TASK ITEM
For the data below, please report each line where the word "edges" is found.

Dataset excerpts:
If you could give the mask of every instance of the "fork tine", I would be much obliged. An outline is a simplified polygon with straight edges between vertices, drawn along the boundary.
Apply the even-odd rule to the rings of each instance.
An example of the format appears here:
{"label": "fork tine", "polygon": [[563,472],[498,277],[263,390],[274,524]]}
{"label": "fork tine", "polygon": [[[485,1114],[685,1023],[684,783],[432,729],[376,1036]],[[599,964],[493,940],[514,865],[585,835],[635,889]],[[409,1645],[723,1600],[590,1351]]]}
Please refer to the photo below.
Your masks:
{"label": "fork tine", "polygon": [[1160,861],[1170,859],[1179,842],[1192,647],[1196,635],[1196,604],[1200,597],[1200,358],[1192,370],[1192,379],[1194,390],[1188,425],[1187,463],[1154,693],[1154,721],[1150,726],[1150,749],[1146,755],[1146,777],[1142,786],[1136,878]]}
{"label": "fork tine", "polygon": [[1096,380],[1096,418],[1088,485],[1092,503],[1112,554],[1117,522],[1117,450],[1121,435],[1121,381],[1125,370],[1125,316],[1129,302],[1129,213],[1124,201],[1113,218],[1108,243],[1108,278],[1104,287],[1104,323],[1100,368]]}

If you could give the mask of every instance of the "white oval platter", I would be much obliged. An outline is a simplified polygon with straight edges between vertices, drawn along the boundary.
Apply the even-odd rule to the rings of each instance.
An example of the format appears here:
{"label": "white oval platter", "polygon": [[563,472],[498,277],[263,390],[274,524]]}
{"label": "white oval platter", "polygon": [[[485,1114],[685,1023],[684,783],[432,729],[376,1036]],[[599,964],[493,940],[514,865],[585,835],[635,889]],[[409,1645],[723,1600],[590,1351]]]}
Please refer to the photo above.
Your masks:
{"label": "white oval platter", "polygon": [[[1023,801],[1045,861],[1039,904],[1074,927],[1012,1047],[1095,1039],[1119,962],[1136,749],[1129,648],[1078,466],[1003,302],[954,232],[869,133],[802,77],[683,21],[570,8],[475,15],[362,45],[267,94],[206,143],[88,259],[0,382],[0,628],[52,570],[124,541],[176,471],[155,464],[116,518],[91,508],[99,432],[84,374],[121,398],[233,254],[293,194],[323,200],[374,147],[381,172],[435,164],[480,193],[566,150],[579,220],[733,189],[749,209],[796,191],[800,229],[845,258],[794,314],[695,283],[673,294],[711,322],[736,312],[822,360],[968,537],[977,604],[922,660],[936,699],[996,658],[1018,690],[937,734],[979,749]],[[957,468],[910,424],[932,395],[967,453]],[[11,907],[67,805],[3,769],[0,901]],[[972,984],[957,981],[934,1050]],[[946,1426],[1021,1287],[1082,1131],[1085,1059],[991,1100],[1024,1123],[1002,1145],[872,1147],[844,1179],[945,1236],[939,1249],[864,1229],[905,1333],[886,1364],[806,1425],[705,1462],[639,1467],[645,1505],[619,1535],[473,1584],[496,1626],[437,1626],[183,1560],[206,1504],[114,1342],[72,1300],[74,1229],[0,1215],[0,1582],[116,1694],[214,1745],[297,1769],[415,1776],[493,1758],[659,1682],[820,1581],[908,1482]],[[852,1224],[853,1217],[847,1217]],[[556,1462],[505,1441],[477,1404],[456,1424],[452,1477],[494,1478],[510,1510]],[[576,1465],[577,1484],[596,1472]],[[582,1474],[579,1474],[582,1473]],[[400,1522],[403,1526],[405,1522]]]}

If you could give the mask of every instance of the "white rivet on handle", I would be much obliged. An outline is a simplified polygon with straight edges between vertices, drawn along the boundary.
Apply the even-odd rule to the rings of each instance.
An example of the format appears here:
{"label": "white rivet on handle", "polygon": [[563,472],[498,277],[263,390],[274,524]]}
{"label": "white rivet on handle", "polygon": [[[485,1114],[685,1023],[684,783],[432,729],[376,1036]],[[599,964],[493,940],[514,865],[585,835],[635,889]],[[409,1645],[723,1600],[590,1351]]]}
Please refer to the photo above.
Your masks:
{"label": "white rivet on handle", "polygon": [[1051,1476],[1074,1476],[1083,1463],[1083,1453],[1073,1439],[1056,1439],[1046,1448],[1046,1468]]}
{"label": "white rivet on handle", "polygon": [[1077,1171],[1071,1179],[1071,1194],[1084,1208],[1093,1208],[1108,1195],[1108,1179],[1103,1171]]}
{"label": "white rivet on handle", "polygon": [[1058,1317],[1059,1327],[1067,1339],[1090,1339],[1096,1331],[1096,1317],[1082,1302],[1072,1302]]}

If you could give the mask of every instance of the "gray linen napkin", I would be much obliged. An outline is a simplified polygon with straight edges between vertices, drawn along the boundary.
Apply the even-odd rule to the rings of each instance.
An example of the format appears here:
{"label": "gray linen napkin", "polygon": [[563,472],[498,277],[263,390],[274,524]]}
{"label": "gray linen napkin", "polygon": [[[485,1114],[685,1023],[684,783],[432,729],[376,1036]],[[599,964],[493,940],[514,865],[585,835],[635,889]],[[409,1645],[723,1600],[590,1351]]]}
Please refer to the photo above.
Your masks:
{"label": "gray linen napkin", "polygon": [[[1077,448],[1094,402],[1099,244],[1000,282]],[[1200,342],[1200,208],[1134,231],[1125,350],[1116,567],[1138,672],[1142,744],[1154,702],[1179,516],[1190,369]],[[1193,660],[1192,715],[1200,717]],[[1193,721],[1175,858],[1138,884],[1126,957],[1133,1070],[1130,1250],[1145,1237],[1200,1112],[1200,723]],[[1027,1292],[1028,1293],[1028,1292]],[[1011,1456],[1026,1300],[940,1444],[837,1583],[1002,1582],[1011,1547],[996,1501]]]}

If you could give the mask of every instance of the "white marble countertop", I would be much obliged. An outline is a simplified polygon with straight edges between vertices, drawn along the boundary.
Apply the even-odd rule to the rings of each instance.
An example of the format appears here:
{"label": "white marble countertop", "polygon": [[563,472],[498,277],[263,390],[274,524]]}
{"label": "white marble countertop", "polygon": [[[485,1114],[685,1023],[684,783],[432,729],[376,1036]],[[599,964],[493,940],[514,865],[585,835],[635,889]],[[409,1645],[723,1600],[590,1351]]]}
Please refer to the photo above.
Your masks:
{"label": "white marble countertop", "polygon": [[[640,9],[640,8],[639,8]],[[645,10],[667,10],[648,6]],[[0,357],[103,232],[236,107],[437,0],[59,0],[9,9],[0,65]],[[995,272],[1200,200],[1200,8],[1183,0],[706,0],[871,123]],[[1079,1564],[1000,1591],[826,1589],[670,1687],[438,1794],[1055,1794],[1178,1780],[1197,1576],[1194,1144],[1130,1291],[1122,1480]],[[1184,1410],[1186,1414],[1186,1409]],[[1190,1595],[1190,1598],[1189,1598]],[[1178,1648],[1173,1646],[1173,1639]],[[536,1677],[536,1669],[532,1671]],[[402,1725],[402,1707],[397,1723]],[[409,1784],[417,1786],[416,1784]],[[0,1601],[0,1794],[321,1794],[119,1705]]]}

RESPONSE AREA
If you could give the mask of every instance of the "fork tine", I would be much obliged. An outline is a simplified polygon with straight edges between vertices, drawn along the boundary.
If you could give the mask of every instance of the "white oval platter", I would be much obliged. An outline is a simplified polygon with straight edges between vertices, drawn along the boundary.
If you could give the mask of every instance of the "white rivet on handle", I would be much obliged. An outline is a simplified polygon with straight edges between vertices, drawn along the boundary.
If you could give the mask of every instance of the "gray linen napkin", I would be much obliged. An outline is a simplified polygon with straight edges between vertices, drawn along the boundary.
If you could give the mask of every instance of the "white marble countertop", I would be much obliged. An outline is a simplified polygon with straight edges between vertices, drawn along the boundary.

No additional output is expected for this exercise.